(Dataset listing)

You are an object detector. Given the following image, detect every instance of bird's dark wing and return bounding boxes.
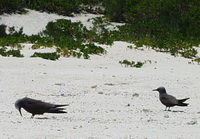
[160,94,178,107]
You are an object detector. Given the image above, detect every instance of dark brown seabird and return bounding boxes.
[15,97,69,118]
[153,87,189,111]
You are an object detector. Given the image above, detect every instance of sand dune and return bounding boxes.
[0,11,200,139]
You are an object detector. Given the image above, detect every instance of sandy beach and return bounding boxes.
[0,10,200,139]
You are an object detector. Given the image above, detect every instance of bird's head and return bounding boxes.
[15,99,23,116]
[153,87,167,94]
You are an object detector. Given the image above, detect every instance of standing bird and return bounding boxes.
[15,97,69,118]
[153,87,189,111]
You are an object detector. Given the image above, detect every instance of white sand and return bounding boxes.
[0,11,200,139]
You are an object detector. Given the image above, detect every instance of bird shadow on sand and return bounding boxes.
[34,117,49,120]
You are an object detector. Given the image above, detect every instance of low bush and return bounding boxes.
[31,52,60,60]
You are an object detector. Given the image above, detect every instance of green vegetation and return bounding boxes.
[31,52,60,60]
[0,47,24,57]
[119,60,144,68]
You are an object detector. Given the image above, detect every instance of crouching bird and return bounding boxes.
[15,97,69,118]
[153,87,189,111]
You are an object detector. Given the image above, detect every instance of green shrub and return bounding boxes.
[119,60,144,68]
[31,52,60,60]
[0,47,24,57]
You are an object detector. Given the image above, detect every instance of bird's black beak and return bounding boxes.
[19,108,23,117]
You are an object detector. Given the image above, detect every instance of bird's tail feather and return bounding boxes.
[177,98,189,106]
[178,98,189,103]
[177,103,189,106]
[55,104,69,107]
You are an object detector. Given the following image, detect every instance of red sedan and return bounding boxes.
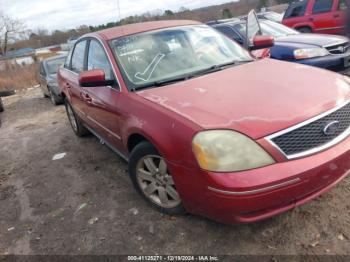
[58,21,350,223]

> _The task_: Count the lines of the listing that contain the string "following", treating uppercase and lowercase as different. Reply with the number alone.

> _Worked solution_: 2